**TEXT BLOCK:**
◇ ◇ ◇ ◇ ◇ ◇ ◇

Israeli Art Exhibition Protests Panic Over the Iranian Atomic Bomb

'Iran', an exhibition in Tel Aviv, challenges Netanyahu, Barak and Ahmadinejad; takes patrons on a nuclear journey to the Holocaust, capitalism, and silent Israeli hysteria.

City Mouse Online
City Mouse
City Mouse Online
City Mouse

The term “Iranian threat” has such a powerful effect on the Israeli psyche that it is no wonder the works exhibited in a new exhibition named "Iran" elude to a link between the Holocaust and the new Israeli paranoia.

The art show has an agenda; it is intended to generate an inciting social movement against the panic that currently grips the Israeli public and their silent consent, hysteria, and kowtowing to Israeli statesmen and officers who supposedly know best.

When the exhibition is opened, an experimental rocket Nimrod, built for the occasion by artist Guy Briller, will be launched. Briller hopes the rocket will leave the Israeli airspace before falling into the Mediterranean. Nimrod is a hero pursuing anti-Israeli figures who have, throughout history threatened to destroy the Jews: Adolf Hitler, Saddam Hussein, Yasser Arafat, Hassan Nasrallah, and Iranian President Mahmoud Ahmadinejad.

◇ ◇ ◇ ◇ ◇ ◇ ◇

**DATASET EXCERPTS:**
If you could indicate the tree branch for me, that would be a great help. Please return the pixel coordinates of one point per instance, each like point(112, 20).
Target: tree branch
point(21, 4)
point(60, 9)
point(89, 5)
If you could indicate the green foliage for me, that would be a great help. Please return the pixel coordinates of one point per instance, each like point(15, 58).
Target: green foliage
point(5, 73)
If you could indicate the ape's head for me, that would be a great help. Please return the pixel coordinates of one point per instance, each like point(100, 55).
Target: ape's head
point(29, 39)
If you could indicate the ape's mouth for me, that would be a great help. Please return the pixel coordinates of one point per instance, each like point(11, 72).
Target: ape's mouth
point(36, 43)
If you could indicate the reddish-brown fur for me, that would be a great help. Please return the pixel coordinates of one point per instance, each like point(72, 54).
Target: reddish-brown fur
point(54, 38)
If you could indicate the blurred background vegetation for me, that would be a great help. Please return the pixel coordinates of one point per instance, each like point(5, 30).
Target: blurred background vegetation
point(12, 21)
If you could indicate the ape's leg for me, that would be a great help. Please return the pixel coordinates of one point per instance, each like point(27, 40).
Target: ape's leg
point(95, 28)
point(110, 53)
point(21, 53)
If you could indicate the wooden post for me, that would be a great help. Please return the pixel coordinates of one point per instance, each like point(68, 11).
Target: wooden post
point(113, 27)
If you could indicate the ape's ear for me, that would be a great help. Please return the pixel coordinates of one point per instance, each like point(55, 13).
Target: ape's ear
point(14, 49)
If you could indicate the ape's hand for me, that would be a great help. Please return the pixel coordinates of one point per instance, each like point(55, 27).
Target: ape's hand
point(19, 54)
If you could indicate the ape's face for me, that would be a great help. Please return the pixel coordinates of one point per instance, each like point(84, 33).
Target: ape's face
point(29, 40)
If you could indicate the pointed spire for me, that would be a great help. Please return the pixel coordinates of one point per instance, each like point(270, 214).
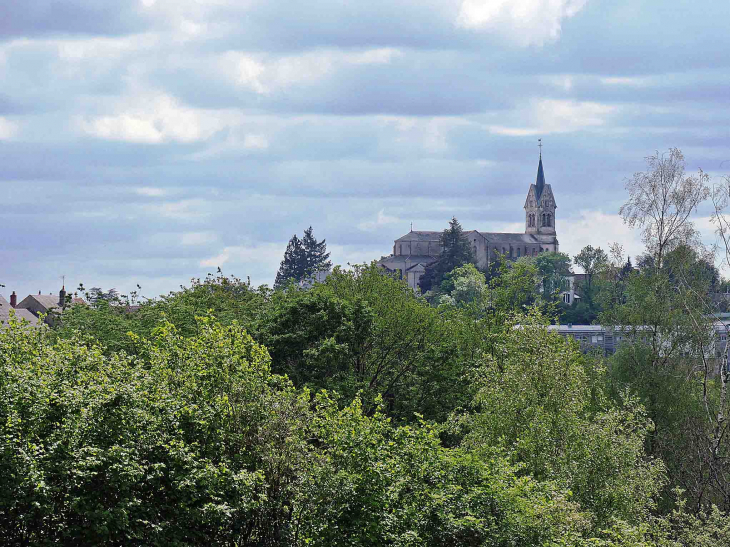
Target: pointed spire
point(540, 182)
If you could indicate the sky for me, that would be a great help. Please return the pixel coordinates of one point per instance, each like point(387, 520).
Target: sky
point(150, 142)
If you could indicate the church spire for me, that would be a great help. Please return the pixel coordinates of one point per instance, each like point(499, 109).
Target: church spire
point(540, 182)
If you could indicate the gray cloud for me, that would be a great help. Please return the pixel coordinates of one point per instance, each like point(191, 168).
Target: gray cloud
point(150, 142)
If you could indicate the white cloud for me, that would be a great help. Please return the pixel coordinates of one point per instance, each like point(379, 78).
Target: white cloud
point(198, 238)
point(255, 142)
point(526, 22)
point(625, 81)
point(381, 220)
point(8, 129)
point(150, 192)
point(267, 254)
point(558, 116)
point(156, 119)
point(186, 209)
point(598, 229)
point(266, 75)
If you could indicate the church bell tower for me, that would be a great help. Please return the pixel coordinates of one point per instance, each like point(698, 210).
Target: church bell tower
point(540, 205)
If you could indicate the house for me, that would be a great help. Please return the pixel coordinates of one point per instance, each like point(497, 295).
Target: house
point(6, 310)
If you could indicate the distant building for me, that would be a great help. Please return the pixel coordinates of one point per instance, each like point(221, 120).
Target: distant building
point(38, 304)
point(6, 310)
point(415, 251)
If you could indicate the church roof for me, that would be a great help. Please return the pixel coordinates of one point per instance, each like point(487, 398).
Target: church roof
point(6, 310)
point(394, 261)
point(420, 235)
point(540, 182)
point(500, 237)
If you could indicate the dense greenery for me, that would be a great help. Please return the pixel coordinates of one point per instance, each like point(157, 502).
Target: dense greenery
point(455, 251)
point(357, 412)
point(303, 258)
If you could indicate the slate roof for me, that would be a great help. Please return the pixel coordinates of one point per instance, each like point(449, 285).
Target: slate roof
point(540, 182)
point(393, 262)
point(5, 311)
point(520, 239)
point(48, 301)
point(421, 235)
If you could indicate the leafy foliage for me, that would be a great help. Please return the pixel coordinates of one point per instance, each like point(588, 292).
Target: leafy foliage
point(455, 251)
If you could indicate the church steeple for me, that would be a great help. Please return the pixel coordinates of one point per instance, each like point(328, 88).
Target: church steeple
point(540, 182)
point(540, 205)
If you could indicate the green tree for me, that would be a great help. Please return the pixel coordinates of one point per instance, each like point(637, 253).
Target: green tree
point(541, 401)
point(455, 251)
point(592, 260)
point(661, 201)
point(553, 268)
point(315, 252)
point(294, 265)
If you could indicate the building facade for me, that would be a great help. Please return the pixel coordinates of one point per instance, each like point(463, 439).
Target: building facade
point(416, 250)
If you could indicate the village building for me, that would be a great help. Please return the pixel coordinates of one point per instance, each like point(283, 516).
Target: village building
point(416, 250)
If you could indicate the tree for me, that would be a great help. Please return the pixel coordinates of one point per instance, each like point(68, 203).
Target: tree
point(553, 268)
point(592, 261)
point(661, 200)
point(302, 258)
point(315, 252)
point(455, 251)
point(542, 402)
point(294, 264)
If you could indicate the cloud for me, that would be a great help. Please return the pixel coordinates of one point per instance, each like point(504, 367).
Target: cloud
point(153, 120)
point(381, 220)
point(150, 192)
point(559, 116)
point(527, 22)
point(151, 140)
point(7, 129)
point(198, 238)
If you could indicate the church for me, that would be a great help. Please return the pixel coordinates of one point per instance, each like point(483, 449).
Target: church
point(416, 250)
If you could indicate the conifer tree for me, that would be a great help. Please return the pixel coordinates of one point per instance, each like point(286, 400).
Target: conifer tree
point(455, 251)
point(302, 258)
point(294, 264)
point(316, 255)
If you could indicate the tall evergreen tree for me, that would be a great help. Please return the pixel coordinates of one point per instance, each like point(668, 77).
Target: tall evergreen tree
point(303, 258)
point(455, 251)
point(315, 252)
point(294, 264)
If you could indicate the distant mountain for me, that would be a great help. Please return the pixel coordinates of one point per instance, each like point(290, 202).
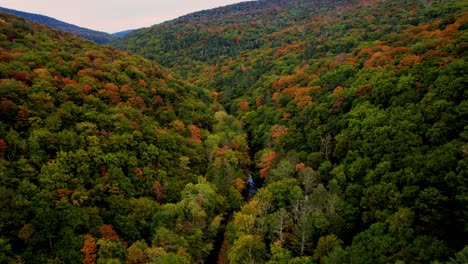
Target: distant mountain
point(123, 33)
point(93, 35)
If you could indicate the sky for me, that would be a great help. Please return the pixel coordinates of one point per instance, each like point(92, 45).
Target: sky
point(115, 15)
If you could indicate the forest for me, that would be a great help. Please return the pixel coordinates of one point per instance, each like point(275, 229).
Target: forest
point(301, 131)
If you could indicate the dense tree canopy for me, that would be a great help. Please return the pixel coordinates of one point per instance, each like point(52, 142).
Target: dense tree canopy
point(281, 132)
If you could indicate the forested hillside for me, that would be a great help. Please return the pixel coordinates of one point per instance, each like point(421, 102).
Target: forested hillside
point(96, 36)
point(355, 113)
point(92, 141)
point(280, 132)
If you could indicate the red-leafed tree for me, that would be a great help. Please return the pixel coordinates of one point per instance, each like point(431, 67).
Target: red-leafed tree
point(3, 147)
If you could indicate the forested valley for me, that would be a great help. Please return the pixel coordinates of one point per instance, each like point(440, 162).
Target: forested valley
point(301, 131)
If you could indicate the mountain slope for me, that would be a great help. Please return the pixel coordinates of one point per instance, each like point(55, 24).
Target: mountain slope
point(355, 113)
point(92, 139)
point(96, 36)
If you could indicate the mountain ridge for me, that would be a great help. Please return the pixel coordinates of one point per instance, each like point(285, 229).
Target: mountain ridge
point(292, 132)
point(90, 34)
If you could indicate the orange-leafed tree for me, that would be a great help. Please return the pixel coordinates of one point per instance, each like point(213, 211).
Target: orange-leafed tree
point(89, 250)
point(277, 131)
point(3, 147)
point(265, 162)
point(195, 133)
point(108, 232)
point(159, 191)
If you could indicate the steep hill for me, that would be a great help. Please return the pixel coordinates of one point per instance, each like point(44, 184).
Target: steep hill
point(302, 132)
point(93, 35)
point(91, 140)
point(356, 114)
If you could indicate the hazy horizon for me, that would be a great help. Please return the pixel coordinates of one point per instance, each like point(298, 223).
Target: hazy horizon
point(119, 16)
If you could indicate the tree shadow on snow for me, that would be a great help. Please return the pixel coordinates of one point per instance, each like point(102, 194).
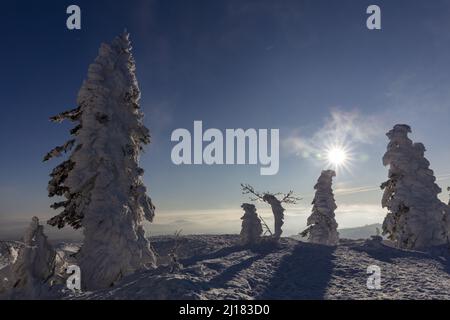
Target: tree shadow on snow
point(229, 273)
point(387, 254)
point(303, 274)
point(213, 255)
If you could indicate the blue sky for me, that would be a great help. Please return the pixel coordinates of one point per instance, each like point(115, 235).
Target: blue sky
point(310, 68)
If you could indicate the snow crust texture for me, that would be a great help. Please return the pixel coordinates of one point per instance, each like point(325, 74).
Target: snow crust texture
point(417, 218)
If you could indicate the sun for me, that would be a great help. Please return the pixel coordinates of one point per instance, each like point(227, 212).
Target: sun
point(337, 156)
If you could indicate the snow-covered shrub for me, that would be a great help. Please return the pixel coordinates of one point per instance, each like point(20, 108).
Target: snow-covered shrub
point(31, 272)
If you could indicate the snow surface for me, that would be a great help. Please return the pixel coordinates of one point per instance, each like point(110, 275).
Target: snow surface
point(217, 267)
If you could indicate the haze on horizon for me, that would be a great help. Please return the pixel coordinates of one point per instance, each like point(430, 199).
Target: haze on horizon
point(308, 68)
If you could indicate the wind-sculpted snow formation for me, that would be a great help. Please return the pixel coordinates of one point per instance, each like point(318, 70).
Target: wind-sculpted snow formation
point(275, 203)
point(417, 218)
point(251, 225)
point(102, 181)
point(322, 226)
point(29, 275)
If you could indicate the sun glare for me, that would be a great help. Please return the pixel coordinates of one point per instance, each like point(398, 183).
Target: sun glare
point(338, 157)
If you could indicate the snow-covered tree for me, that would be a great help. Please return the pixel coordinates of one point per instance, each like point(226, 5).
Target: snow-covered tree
point(322, 226)
point(275, 203)
point(416, 215)
point(29, 275)
point(251, 225)
point(101, 181)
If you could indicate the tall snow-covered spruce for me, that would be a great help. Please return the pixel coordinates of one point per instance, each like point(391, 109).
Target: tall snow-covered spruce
point(416, 217)
point(322, 226)
point(101, 181)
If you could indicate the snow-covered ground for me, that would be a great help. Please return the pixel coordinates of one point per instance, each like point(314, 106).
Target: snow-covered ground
point(216, 267)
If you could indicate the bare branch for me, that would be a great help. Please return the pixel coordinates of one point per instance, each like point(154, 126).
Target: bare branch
point(56, 152)
point(248, 189)
point(72, 115)
point(266, 227)
point(289, 198)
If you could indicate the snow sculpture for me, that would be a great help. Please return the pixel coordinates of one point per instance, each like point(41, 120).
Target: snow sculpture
point(322, 226)
point(251, 225)
point(275, 204)
point(35, 265)
point(101, 180)
point(416, 215)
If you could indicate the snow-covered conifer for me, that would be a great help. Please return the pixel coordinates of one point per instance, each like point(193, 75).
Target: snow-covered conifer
point(322, 226)
point(101, 180)
point(416, 216)
point(35, 265)
point(251, 225)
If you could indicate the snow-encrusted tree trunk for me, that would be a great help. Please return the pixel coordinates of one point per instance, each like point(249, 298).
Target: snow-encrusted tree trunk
point(275, 204)
point(416, 217)
point(322, 226)
point(251, 225)
point(29, 275)
point(278, 214)
point(101, 180)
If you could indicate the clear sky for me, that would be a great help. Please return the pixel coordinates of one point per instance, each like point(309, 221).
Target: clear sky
point(309, 68)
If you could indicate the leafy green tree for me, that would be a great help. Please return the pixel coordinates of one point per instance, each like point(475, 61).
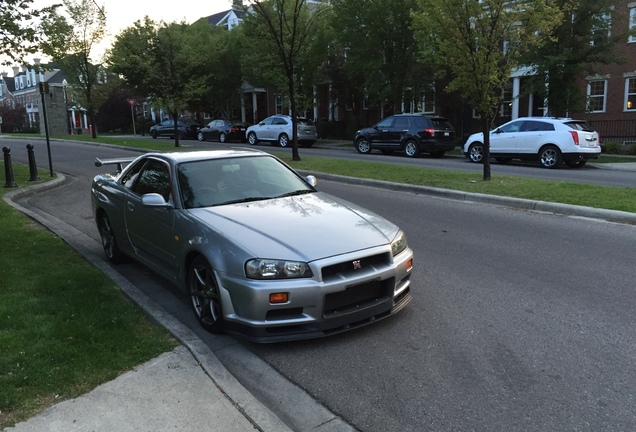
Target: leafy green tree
point(169, 63)
point(19, 31)
point(72, 43)
point(379, 47)
point(481, 42)
point(580, 44)
point(282, 32)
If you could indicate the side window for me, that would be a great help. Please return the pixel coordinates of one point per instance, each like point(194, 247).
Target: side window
point(387, 122)
point(401, 123)
point(512, 127)
point(128, 180)
point(154, 178)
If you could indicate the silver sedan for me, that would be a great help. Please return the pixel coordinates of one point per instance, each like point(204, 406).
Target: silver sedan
point(261, 253)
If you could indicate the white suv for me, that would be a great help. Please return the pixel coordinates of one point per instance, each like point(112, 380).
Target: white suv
point(550, 140)
point(278, 130)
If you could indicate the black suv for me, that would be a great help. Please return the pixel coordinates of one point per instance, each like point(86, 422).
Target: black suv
point(410, 133)
point(187, 129)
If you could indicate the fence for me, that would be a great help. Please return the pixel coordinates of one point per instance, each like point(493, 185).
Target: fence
point(618, 131)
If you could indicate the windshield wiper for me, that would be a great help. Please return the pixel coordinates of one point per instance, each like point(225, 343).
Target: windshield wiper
point(296, 192)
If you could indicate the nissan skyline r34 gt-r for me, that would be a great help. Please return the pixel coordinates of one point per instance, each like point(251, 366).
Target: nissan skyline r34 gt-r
point(260, 252)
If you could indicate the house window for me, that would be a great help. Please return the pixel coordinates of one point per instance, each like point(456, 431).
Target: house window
point(596, 95)
point(632, 24)
point(279, 104)
point(601, 29)
point(630, 94)
point(505, 109)
point(428, 100)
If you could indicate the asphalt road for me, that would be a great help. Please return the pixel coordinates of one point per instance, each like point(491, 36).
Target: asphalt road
point(521, 321)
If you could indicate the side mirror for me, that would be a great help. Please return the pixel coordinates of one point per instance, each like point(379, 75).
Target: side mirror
point(154, 200)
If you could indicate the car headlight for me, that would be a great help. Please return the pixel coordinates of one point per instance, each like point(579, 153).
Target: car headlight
point(399, 243)
point(276, 269)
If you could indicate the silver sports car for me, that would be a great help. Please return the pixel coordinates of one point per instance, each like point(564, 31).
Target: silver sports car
point(261, 253)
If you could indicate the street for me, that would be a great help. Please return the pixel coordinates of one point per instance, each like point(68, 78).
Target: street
point(520, 321)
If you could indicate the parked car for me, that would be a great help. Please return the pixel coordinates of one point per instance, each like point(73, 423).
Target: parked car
point(210, 222)
point(550, 140)
point(224, 130)
point(187, 129)
point(277, 129)
point(409, 133)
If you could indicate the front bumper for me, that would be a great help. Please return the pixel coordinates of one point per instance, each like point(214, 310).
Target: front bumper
point(336, 299)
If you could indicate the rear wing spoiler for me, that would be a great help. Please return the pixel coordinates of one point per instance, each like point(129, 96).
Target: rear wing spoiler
point(119, 162)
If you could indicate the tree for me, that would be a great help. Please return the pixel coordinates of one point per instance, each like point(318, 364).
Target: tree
point(73, 40)
point(164, 62)
point(284, 30)
point(19, 33)
point(379, 47)
point(578, 45)
point(481, 43)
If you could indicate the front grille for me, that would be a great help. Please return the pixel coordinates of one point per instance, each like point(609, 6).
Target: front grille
point(357, 297)
point(350, 267)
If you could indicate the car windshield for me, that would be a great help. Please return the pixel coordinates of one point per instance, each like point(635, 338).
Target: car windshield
point(582, 126)
point(214, 182)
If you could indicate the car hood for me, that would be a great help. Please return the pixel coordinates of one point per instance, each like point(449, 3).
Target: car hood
point(306, 227)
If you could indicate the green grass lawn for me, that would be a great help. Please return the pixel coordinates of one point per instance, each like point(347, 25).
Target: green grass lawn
point(64, 326)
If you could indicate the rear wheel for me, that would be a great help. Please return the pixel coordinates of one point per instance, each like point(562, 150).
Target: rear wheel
point(476, 152)
point(283, 140)
point(550, 157)
point(363, 146)
point(411, 149)
point(205, 295)
point(109, 243)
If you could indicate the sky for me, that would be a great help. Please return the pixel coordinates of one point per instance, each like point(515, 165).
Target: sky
point(121, 14)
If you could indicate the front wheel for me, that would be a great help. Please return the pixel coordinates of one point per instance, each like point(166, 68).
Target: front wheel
point(411, 149)
point(205, 295)
point(109, 242)
point(283, 140)
point(476, 152)
point(550, 157)
point(363, 146)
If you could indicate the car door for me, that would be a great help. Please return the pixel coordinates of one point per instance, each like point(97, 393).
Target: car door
point(150, 229)
point(381, 133)
point(503, 139)
point(532, 135)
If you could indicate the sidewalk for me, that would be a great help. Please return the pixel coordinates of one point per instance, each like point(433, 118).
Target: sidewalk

◇ ◇ ◇ ◇ ◇ ◇ ◇

**TASK:**
Reproduce everything in the article on the "Iran" exhibition from "Israeli Art Exhibition" down to "supposedly know best.".

**COMPLETED TASK:**
Israeli Art Exhibition Protests Panic Over the Iranian Atomic Bomb

'Iran', an exhibition in Tel Aviv, challenges Netanyahu, Barak and Ahmadinejad; takes patrons on a nuclear journey to the Holocaust, capitalism, and silent Israeli hysteria.

City Mouse Online
City Mouse
City Mouse Online
City Mouse

The term “Iranian threat” has such a powerful effect on the Israeli psyche that it is no wonder the works exhibited in a new exhibition named "Iran" elude to a link between the Holocaust and the new Israeli paranoia.

The art show has an agenda; it is intended to generate an inciting social movement against the panic that currently grips the Israeli public and their silent consent, hysteria, and kowtowing to Israeli statesmen and officers who supposedly know best.